**Text to read**
I'm cheating on Assassin's Creed with her attractive cousin Dishonored please don't tell her please
If they let me keep my abilities this time, I'll actually buy it.
Full announcement
Post-announcement interview
Post-announcement interview, after trailer
As far as I'm concerned Assassin's Creed and I are done. I'm married to Dishonored now.
Pretty much yeah, I freaking feel you.
I AM VERY EXCITED ABOUT THIS ANNOUNCEMENT
I AM VERY EXCITED
I TRIED TO HIDE IT BUT I FAILED
I AM VERY EXCITED
I legit loled at the villain using his last two seconds of life to make the fastest ever "don't kill me or you're just as bad as me!" speech. Definitely seems like it's still Dishonored, in that aspect. (Tho there is a new writer on it whose work I've liked in the past so I'm a bit optimistic the story will be better)
Will be cool to see gameplay. Based off the trailer it seems like it will mostly just be similar powers w/ better production values, but it's hard to tell what's changed stealth-wise which is what I'm most concerned with.

**Set task**
Copy the stretch of the Dishonored announcement thread from "Pretty much yeah, I" through "most concerned with." word for word.

**Stored rows**
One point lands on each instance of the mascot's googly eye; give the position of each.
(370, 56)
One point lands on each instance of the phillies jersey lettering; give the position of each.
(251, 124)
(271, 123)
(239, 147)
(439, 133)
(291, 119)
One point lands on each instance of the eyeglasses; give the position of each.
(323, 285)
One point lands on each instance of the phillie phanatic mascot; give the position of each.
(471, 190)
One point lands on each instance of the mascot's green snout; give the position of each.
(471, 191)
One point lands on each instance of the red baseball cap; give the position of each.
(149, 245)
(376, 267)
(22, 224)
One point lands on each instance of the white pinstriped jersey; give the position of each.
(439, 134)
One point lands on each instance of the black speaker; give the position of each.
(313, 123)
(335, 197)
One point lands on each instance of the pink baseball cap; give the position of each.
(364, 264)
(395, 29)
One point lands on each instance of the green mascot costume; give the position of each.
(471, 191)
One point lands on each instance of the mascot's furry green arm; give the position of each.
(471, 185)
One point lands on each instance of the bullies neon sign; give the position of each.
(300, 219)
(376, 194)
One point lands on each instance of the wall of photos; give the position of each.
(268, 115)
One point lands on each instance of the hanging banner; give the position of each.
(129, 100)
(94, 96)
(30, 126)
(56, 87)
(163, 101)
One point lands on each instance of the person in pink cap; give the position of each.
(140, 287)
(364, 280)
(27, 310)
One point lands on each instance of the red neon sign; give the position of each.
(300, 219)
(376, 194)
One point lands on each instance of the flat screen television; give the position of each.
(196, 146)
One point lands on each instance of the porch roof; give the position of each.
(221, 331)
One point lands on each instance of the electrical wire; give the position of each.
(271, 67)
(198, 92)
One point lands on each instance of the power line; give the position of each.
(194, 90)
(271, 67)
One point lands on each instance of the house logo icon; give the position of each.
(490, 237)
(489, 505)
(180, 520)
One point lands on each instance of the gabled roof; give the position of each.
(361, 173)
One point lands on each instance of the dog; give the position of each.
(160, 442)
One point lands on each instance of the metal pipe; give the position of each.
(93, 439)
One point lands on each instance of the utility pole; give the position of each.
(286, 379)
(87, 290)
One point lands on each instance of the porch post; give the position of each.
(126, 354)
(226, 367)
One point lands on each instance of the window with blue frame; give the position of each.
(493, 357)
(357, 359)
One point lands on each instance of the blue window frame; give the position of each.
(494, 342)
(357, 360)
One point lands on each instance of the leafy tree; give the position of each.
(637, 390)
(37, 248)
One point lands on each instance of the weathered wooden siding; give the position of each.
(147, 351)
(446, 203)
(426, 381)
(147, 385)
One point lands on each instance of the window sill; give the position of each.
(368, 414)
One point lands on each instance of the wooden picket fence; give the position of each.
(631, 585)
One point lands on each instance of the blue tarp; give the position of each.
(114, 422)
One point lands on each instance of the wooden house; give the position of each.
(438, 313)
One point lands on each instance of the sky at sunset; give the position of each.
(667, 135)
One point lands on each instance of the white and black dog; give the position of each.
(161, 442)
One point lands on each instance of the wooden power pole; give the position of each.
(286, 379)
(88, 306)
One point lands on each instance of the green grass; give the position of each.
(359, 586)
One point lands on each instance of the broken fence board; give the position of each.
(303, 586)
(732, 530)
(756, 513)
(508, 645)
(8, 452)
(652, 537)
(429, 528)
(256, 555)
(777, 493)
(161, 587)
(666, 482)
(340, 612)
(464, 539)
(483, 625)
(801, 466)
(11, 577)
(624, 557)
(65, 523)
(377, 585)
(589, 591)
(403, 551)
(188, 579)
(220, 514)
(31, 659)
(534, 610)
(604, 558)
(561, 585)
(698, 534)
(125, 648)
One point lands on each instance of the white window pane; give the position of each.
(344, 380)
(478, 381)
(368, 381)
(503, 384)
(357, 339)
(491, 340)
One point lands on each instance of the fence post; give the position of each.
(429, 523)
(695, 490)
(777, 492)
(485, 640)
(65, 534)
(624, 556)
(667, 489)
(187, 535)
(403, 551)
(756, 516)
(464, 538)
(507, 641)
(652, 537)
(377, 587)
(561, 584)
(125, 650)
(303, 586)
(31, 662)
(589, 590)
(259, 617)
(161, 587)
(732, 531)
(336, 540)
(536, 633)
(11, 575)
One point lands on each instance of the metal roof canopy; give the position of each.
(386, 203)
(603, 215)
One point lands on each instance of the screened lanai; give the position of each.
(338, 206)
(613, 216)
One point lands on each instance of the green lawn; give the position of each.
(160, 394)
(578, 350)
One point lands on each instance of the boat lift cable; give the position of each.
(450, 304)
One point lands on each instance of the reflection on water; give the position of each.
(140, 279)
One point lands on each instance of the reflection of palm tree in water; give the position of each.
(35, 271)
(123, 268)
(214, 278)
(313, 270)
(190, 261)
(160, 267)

**Reply to the exercise**
Pretty much yeah, I freaking feel you.
I AM VERY EXCITED ABOUT THIS ANNOUNCEMENT
I AM VERY EXCITED
I TRIED TO HIDE IT BUT I FAILED
I AM VERY EXCITED
I legit loled at the villain using his last two seconds of life to make the fastest ever "don't kill me or you're just as bad as me!" speech. Definitely seems like it's still Dishonored, in that aspect. (Tho there is a new writer on it whose work I've liked in the past so I'm a bit optimistic the story will be better)
Will be cool to see gameplay. Based off the trailer it seems like it will mostly just be similar powers w/ better production values, but it's hard to tell what's changed stealth-wise which is what I'm most concerned with.